— Start Extract to read —

Last month, as James Cameron's AVATAR seemingly swept into every cinema in the world, determined to show us what the smurfs might have looked like if they were taller and the smurfettes had proper breasts, the movie of THE NEW DAUGHTER crept out on limited release. Starring Kevin Costner and Ivana Baquero, it's based on a short story (a very short story) that first appeared in the NOCTURNES collection some years ago. I still haven't seen it, which is a pretty good metaphor for the position of the writer of the source material for a movie. Generally speaking, the novelist or short story writer upon whose work the film is based is required to do little more than take the check and keep quiet, unless, of course, he has been drawn into adapting his own work, in which case he will actually have to earn that check instead of merely banking it and leaving the hard work to someone else.

— End Extract to read —

Stated task 1: Pull out every line in the rows that contains the string "cable".

— Start Materials provided —

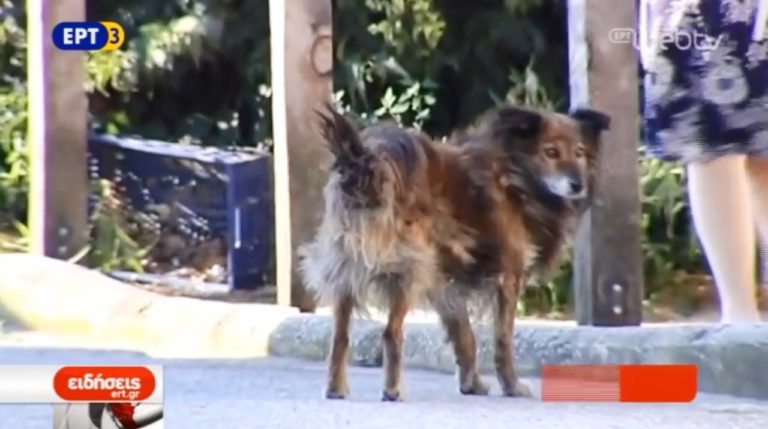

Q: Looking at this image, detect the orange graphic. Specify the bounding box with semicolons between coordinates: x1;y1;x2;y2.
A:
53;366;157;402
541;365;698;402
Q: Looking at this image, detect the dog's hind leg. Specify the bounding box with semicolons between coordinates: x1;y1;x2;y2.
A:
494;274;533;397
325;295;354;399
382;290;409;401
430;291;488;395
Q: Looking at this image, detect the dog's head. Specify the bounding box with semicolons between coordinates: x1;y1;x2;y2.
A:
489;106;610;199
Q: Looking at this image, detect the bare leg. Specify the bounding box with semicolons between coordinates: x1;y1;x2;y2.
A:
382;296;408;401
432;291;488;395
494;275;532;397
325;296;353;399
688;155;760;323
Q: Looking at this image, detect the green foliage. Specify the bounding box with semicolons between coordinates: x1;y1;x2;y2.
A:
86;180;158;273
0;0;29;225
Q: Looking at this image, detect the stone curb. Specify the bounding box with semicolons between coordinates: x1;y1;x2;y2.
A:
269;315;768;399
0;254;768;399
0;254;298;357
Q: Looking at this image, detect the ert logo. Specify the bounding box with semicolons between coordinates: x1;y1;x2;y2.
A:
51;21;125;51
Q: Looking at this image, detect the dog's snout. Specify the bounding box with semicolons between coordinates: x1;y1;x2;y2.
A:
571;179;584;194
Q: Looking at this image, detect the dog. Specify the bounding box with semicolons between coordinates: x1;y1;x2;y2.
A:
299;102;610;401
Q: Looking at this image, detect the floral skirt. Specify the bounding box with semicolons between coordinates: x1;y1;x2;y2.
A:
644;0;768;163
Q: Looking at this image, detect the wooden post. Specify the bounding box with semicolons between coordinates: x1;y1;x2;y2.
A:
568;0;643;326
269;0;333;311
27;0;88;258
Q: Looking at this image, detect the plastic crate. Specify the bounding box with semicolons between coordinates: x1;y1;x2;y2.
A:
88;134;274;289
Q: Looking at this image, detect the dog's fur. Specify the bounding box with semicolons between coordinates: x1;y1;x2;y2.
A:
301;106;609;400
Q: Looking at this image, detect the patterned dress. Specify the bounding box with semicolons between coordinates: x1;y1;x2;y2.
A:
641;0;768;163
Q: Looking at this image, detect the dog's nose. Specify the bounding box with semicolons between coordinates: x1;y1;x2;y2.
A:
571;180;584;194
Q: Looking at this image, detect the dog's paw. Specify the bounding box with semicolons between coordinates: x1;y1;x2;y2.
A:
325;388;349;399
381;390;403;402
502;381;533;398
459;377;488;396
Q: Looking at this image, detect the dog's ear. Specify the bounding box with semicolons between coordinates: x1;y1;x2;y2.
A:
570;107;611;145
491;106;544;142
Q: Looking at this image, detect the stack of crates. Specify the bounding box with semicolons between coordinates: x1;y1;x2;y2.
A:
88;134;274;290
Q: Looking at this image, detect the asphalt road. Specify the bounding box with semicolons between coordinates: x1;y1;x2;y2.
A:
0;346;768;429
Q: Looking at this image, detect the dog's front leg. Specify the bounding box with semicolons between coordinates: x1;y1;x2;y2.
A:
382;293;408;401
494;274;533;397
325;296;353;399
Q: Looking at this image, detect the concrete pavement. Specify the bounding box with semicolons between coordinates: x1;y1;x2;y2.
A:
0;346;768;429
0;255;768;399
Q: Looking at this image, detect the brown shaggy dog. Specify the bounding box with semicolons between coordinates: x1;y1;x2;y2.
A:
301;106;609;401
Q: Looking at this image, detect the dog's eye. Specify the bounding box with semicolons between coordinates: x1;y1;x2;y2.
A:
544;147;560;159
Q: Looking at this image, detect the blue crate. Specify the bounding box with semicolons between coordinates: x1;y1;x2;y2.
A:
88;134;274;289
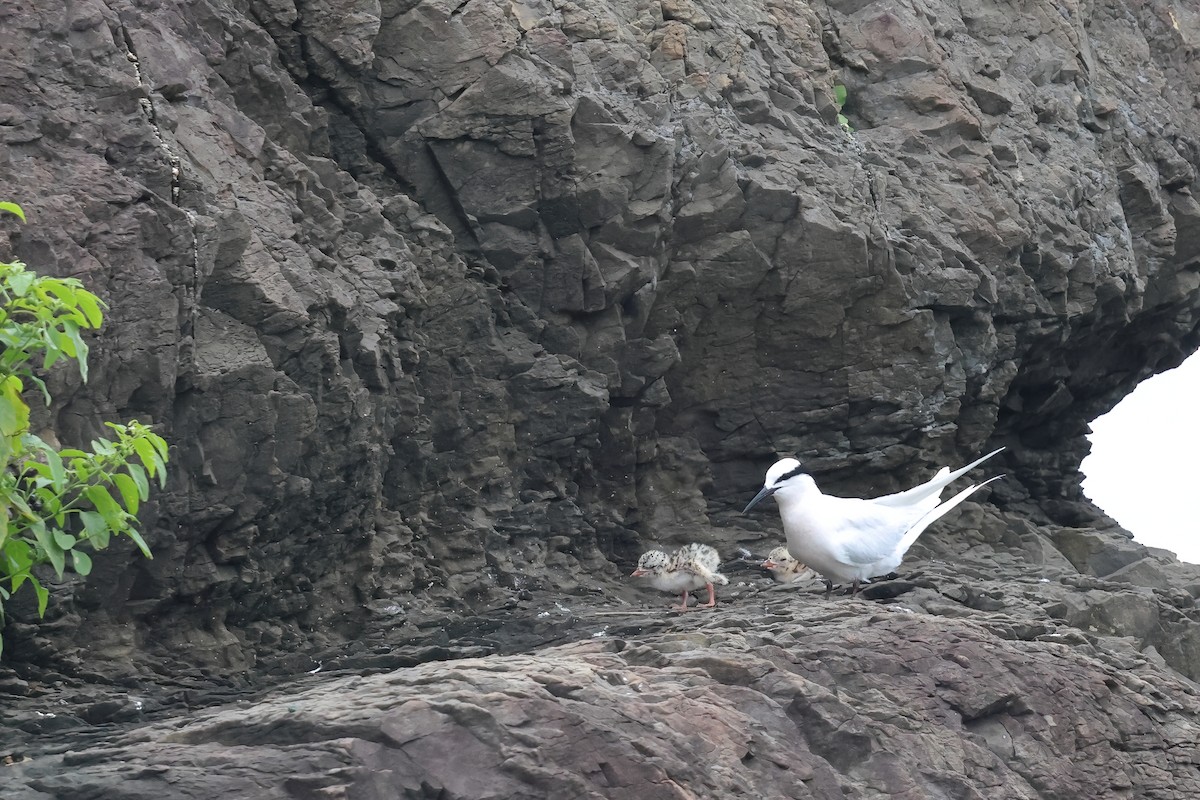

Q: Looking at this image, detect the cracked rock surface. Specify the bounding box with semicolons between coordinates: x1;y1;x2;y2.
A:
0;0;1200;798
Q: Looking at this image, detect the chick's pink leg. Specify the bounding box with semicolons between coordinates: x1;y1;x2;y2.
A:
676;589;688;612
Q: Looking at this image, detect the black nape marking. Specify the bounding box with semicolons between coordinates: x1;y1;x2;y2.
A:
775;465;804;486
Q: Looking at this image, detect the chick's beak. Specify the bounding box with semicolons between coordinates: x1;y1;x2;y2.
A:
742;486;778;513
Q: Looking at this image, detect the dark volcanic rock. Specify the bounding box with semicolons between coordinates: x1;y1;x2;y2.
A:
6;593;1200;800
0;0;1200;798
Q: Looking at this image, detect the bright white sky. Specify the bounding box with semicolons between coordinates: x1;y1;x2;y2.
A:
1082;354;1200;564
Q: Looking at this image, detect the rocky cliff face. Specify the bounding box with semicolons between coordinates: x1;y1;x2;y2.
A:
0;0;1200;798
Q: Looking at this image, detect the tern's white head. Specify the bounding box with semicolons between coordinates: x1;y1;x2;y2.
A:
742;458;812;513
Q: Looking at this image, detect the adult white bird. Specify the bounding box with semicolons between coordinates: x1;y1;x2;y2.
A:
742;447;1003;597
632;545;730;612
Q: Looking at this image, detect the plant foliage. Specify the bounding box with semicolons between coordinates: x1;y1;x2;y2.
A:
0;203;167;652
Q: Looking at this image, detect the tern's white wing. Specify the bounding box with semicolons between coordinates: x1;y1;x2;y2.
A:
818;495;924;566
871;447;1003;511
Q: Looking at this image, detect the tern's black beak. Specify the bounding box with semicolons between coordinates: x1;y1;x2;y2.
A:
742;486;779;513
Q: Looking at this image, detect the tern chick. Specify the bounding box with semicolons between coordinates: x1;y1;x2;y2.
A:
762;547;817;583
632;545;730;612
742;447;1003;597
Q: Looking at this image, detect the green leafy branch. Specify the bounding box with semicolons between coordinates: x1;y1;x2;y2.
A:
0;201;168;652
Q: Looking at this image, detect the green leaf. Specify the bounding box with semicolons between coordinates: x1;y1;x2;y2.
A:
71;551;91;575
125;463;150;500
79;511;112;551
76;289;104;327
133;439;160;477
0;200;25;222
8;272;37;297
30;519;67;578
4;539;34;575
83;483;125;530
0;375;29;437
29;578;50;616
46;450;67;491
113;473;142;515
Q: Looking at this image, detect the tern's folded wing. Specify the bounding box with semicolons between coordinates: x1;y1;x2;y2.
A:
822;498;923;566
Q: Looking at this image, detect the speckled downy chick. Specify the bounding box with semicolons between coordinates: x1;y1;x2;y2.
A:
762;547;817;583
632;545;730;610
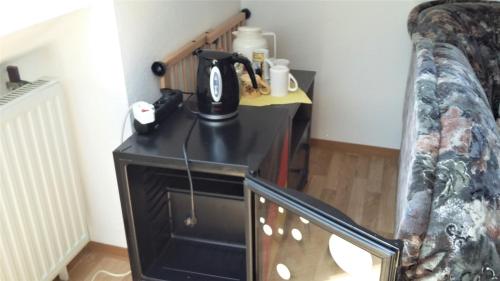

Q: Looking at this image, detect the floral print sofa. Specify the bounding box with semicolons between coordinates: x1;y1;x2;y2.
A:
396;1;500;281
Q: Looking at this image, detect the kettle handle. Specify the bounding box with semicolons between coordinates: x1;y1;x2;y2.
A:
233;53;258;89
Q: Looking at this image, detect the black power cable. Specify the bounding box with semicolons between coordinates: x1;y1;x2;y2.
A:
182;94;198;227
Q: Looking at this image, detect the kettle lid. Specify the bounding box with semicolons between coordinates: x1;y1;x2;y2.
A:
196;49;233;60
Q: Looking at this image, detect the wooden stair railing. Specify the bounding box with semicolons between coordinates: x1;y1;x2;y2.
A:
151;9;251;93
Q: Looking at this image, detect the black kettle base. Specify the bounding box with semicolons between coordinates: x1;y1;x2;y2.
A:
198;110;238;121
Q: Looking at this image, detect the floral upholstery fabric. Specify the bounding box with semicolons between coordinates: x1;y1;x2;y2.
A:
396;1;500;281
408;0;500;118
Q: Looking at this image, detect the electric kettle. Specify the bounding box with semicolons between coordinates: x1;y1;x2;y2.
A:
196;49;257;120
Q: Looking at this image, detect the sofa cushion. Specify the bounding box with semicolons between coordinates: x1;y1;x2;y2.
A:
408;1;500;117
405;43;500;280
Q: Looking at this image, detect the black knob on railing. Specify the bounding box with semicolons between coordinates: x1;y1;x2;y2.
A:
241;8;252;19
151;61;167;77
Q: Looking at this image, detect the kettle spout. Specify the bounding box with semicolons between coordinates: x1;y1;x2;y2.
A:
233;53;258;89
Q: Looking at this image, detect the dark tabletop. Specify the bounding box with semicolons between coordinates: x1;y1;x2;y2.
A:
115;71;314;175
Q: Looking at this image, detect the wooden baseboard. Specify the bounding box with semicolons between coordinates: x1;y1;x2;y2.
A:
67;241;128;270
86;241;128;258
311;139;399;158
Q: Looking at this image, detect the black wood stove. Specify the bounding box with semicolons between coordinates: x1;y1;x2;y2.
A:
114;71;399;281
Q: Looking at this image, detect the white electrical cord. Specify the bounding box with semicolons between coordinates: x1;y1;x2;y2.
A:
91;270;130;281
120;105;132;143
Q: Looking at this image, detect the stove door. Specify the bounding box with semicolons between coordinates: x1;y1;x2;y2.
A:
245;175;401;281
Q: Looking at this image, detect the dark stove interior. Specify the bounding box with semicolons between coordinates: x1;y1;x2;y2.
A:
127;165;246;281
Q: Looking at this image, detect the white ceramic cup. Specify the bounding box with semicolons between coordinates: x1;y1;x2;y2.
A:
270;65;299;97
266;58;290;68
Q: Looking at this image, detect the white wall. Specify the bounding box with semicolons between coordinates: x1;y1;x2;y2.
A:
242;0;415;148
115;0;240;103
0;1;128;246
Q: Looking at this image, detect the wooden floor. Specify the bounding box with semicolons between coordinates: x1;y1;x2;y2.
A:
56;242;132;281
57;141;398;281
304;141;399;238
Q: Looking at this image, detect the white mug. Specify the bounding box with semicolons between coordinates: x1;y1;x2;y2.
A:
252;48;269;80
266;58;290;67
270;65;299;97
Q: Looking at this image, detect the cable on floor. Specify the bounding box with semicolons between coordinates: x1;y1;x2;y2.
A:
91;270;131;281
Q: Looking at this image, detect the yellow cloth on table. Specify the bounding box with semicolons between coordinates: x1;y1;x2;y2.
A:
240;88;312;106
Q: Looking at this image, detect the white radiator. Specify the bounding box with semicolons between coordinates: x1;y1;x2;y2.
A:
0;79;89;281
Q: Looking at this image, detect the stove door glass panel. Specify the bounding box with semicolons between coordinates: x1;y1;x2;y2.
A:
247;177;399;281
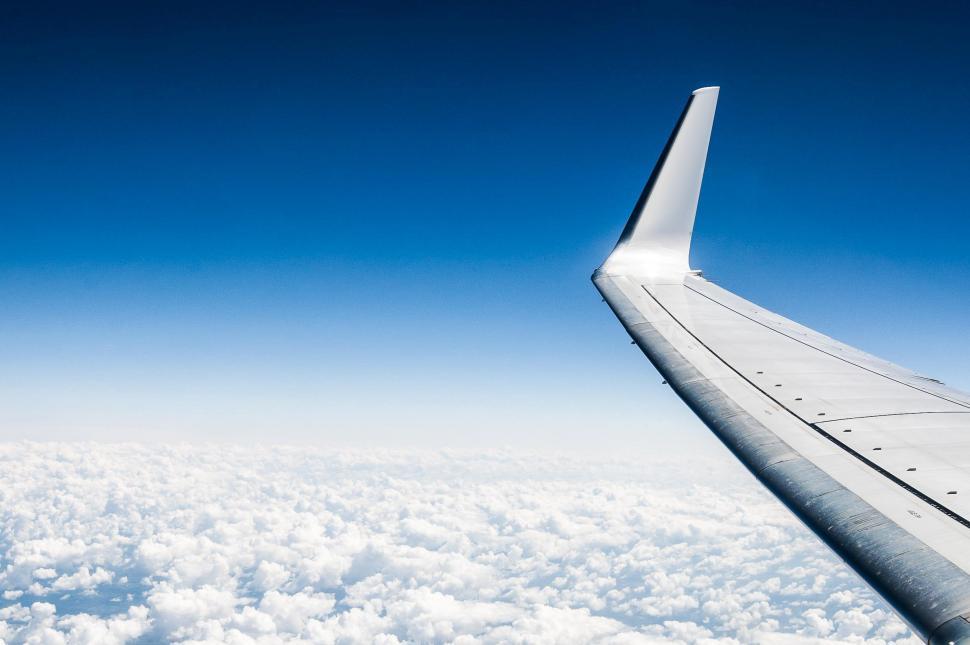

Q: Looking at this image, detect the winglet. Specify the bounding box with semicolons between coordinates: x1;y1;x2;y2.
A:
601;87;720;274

— End Materials provided —

Stated task 2: In the passage about the film adaptation, rewrite the part from "Last month, as" to "to someone else.", swapping "metaphor" for "symbol".

Exercise output 1:
Q: Looking at this image, detect the black power cable. Specify the bounding box with semicolons between coordinates: x1;y1;x2;y2.
Q: Looking at this image, detect the cable on floor. Specify the bounding box with semicolons between coordinates: x1;y1;x2;y2.

Exercise output 2:
Last month, as James Cameron's AVATAR seemingly swept into every cinema in the world, determined to show us what the smurfs might have looked like if they were taller and the smurfettes had proper breasts, the movie of THE NEW DAUGHTER crept out on limited release. Starring Kevin Costner and Ivana Baquero, it's based on a short story (a very short story) that first appeared in the NOCTURNES collection some years ago. I still haven't seen it, which is a pretty good symbol for the position of the writer of the source material for a movie. Generally speaking, the novelist or short story writer upon whose work the film is based is required to do little more than take the check and keep quiet, unless, of course, he has been drawn into adapting his own work, in which case he will actually have to earn that check instead of merely banking it and leaving the hard work to someone else.